Data provided:
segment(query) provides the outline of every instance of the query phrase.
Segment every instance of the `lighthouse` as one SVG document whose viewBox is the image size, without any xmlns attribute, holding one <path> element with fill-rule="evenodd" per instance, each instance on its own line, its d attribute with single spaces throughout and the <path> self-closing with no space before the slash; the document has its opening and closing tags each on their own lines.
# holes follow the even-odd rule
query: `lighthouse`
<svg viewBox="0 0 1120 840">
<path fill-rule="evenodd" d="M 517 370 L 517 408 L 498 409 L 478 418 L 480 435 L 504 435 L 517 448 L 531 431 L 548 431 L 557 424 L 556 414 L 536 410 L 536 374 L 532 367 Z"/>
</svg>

Given problem:
Render the listing above as a two-column CSV with the header row instruction,output. Give one row for each instruction and its output, with each value enclosed in double quotes and every line break replaced by a space.

Exercise response:
instruction,output
"segment(query) provides the outline of every instance of the query phrase. Segment every instance of the `lighthouse` as one SVG document whose viewBox is the image size, without any xmlns attribute, holding one <path> element with fill-rule=""evenodd"" per instance, each instance on its own line, its d attribute with single spaces throughout and the <path> self-closing with no space before the slash; the document has its opening and closing tags each on their own lines. # holes follow the even-odd rule query: `lighthouse`","<svg viewBox=""0 0 1120 840""> <path fill-rule=""evenodd"" d=""M 517 370 L 517 408 L 498 409 L 478 418 L 480 435 L 504 435 L 517 448 L 531 431 L 548 431 L 557 424 L 556 414 L 536 410 L 536 374 L 532 367 Z""/> </svg>"